- [TASK BRIEF]
Select every line in the items below that contains the word "person", and copy each one.

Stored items
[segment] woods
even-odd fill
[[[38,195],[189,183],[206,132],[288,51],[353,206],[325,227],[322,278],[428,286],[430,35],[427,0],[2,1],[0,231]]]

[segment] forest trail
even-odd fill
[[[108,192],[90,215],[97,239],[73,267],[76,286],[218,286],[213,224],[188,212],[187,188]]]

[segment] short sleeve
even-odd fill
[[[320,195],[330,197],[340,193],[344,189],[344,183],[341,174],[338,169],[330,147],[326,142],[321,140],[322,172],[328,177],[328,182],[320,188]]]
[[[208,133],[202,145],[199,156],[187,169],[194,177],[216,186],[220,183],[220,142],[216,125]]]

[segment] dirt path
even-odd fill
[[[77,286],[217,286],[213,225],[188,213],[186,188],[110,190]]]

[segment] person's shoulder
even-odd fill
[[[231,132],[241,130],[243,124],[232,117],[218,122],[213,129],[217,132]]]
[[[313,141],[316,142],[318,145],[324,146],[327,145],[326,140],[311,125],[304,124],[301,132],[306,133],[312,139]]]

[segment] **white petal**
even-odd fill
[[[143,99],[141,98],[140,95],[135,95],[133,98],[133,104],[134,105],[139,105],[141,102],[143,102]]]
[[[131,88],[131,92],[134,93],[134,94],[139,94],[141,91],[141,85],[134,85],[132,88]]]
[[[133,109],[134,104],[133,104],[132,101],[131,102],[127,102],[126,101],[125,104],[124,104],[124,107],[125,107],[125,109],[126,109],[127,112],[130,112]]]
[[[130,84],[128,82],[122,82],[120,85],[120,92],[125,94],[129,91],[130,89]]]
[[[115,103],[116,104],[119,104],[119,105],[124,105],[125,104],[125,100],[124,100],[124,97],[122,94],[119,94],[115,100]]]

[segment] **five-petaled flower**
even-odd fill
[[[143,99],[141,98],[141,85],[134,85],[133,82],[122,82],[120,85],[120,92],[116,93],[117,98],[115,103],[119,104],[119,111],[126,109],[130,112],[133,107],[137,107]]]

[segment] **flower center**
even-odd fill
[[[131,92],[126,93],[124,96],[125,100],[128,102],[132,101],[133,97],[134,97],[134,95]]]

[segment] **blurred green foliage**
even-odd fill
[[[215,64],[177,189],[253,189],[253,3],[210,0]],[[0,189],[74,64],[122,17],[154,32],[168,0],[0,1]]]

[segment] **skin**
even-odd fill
* * *
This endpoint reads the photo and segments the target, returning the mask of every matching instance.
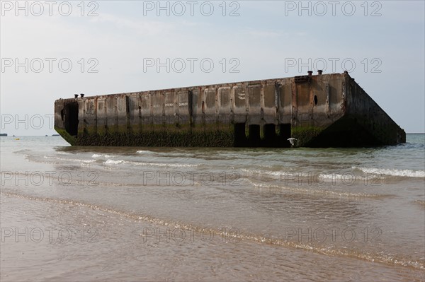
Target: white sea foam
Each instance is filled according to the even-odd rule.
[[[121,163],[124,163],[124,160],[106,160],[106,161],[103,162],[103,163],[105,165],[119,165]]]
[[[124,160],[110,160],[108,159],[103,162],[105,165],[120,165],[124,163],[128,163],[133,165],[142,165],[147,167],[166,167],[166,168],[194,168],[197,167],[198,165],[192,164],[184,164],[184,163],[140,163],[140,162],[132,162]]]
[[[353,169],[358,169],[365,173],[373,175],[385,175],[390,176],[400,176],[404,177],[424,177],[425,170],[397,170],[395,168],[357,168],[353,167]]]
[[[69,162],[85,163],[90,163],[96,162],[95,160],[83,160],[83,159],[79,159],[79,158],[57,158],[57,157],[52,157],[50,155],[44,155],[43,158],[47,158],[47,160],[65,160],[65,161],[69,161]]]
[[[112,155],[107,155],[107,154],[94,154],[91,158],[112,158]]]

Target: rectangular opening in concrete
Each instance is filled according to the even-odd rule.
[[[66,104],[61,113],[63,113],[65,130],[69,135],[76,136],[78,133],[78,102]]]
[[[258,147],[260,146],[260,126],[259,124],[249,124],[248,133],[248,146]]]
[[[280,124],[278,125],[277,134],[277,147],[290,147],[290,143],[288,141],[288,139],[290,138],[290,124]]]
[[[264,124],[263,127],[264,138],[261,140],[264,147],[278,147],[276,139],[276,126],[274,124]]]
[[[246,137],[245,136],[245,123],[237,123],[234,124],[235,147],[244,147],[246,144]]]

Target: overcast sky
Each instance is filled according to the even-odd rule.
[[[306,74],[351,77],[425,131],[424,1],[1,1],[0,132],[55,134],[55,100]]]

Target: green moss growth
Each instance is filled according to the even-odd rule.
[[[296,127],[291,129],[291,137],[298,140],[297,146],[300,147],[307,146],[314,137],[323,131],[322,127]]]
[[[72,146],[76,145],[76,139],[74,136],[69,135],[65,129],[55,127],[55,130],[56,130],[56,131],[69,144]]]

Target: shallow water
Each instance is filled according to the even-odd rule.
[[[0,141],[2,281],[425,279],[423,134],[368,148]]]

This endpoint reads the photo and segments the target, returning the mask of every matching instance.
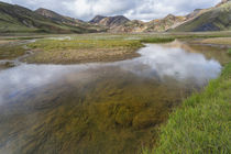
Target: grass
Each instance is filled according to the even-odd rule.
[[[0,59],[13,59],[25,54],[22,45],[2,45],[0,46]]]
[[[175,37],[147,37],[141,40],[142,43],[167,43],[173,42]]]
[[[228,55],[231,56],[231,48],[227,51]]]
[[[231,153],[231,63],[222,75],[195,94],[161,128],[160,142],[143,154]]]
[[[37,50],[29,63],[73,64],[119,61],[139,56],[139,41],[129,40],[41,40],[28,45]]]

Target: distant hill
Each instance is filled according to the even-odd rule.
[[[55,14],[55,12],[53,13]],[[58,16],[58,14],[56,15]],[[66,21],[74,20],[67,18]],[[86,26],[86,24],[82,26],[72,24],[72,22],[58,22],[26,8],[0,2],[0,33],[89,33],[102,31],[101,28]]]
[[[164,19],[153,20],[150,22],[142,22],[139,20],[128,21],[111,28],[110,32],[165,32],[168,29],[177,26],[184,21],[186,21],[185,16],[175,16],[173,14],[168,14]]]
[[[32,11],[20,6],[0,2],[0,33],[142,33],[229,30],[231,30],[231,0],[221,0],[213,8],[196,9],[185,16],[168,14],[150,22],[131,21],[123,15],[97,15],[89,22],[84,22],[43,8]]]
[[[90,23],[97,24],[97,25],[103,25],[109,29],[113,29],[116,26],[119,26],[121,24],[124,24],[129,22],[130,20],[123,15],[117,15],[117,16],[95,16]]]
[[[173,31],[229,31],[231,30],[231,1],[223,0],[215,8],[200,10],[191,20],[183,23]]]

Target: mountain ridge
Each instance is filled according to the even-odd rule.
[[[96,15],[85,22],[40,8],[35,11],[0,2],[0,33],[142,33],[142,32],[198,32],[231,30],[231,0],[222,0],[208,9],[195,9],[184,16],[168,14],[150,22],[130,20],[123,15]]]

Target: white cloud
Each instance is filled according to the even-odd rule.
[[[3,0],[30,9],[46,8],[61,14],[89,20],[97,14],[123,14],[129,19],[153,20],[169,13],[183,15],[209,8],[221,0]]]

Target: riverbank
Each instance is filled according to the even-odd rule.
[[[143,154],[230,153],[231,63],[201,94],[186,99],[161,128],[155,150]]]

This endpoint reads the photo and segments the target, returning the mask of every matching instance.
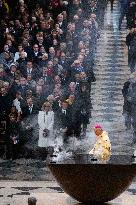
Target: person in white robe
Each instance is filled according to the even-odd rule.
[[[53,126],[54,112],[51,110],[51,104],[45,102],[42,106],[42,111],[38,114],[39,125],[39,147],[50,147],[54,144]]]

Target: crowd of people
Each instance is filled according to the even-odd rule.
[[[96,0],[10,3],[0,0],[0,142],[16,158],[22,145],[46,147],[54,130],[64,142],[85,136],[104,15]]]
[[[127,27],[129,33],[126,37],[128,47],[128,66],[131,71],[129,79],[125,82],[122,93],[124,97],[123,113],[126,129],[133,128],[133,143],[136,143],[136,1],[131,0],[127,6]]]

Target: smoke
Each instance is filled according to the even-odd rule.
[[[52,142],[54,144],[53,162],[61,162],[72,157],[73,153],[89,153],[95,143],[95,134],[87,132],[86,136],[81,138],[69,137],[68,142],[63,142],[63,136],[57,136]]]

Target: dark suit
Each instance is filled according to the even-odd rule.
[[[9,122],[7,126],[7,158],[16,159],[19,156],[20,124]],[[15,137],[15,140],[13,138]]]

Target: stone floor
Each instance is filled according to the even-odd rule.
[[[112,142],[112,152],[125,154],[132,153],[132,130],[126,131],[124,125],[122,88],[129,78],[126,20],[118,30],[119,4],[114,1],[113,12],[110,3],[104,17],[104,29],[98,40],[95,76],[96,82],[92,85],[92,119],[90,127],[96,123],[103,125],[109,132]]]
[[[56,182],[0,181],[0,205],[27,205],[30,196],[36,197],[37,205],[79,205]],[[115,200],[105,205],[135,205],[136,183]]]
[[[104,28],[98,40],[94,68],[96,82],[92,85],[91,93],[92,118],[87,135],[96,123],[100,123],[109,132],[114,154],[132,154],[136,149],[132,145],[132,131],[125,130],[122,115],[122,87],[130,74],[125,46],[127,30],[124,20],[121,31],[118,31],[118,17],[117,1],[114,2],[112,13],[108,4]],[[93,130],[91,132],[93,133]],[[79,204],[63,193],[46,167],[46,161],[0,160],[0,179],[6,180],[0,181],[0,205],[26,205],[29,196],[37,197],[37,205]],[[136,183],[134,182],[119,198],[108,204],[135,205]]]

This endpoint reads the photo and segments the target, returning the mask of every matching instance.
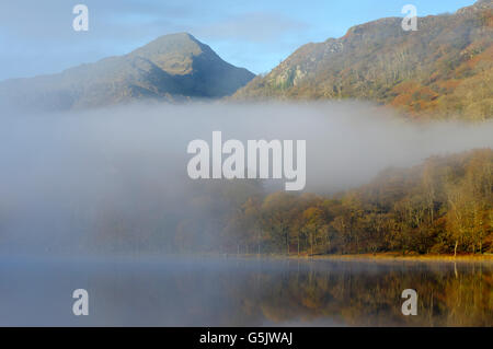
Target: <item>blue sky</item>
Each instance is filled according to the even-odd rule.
...
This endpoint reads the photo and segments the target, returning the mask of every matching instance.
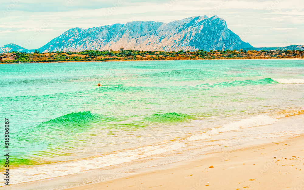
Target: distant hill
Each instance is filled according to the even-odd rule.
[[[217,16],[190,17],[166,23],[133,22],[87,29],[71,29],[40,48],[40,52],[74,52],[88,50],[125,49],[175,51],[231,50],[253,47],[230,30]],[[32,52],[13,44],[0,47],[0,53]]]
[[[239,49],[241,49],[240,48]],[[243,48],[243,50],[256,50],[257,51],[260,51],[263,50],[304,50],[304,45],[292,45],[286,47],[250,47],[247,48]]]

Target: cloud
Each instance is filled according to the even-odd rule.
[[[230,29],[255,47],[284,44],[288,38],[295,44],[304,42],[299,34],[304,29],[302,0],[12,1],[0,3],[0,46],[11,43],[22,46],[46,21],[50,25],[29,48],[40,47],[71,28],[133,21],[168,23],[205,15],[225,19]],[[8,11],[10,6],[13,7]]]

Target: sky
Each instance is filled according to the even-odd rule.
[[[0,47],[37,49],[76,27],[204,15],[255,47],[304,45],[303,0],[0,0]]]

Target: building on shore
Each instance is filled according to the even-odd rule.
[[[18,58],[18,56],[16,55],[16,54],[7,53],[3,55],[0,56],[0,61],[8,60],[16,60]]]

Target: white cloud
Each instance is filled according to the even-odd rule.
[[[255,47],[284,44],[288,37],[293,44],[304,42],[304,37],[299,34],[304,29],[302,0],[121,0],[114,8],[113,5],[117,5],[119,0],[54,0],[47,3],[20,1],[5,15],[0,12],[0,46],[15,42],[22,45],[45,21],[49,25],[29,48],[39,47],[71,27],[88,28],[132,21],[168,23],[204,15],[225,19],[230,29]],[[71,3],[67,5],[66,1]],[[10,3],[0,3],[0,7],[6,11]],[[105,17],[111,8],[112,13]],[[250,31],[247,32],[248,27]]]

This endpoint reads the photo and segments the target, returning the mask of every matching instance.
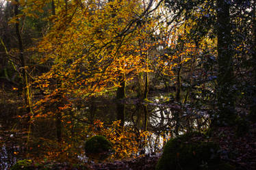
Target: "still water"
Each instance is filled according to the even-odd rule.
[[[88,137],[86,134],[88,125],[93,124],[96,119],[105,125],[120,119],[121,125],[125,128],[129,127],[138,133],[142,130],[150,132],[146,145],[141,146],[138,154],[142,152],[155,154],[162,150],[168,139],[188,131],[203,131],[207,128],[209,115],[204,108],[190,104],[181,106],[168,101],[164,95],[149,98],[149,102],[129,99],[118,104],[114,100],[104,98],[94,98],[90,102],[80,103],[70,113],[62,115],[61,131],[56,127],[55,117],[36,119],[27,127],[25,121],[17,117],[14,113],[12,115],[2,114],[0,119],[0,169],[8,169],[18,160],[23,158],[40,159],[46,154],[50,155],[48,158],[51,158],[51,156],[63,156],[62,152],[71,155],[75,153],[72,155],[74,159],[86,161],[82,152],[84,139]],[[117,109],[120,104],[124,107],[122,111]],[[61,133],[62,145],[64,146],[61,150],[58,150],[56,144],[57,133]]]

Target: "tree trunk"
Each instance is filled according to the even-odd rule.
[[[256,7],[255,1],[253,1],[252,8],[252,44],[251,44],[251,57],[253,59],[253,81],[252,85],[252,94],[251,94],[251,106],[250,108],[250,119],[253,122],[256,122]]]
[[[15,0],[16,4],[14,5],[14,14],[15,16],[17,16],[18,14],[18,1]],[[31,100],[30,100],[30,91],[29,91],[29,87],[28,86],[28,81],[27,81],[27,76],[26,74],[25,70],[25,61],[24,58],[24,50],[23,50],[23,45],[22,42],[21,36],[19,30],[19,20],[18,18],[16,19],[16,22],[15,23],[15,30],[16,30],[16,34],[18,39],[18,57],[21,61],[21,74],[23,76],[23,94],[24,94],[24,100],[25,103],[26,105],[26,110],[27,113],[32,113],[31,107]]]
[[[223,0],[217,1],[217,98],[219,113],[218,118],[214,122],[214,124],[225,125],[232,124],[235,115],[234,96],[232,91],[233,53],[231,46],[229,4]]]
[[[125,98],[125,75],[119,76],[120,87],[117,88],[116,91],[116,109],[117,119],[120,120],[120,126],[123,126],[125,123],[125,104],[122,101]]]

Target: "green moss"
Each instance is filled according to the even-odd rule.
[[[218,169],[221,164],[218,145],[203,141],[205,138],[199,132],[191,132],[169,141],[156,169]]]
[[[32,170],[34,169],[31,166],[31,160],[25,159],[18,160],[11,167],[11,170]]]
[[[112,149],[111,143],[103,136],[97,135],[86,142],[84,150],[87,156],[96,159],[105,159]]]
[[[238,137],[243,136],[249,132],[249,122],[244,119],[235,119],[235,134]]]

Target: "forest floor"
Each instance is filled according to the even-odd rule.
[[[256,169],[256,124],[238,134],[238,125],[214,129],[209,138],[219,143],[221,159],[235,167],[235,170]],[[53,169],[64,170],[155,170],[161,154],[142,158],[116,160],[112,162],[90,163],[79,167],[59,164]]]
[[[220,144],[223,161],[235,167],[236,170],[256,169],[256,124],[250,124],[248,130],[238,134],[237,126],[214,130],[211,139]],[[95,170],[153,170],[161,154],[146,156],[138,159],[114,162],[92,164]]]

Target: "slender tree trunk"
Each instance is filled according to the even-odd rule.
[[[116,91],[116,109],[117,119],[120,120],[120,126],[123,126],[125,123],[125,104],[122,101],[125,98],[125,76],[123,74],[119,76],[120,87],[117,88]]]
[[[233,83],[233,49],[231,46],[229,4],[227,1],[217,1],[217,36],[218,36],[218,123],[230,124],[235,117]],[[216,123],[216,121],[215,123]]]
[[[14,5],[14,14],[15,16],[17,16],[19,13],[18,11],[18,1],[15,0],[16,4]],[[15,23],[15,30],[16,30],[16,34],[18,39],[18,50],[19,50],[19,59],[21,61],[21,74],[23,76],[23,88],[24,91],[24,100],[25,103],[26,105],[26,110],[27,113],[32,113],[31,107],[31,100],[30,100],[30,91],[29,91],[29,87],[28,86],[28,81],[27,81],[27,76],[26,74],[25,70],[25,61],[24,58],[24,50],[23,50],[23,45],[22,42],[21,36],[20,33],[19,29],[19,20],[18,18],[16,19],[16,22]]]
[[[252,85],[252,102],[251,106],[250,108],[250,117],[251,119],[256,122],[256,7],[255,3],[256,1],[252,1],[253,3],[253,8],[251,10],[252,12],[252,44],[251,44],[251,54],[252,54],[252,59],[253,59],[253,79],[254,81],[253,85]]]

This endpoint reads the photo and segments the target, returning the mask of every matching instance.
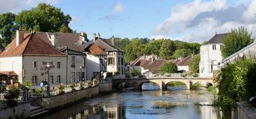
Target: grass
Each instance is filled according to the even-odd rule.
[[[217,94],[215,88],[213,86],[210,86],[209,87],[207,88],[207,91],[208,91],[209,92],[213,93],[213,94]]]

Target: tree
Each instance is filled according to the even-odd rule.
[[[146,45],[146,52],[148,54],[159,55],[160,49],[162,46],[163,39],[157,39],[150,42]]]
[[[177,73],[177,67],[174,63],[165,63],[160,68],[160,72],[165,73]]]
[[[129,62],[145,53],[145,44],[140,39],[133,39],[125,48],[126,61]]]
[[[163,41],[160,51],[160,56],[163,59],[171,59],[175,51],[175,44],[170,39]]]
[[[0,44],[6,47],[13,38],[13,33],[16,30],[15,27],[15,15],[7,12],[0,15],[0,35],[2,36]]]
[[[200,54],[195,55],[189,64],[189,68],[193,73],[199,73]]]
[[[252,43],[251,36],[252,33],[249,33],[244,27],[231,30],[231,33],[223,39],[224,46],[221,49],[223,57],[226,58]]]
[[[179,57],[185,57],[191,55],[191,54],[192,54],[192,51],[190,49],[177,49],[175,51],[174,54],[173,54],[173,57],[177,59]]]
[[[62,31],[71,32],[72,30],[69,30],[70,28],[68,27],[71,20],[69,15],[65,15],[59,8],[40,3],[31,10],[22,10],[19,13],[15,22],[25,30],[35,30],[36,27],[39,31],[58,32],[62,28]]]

- [EXERCISE SOLUTION]
[segment] person's shoulder
Target: person in white robe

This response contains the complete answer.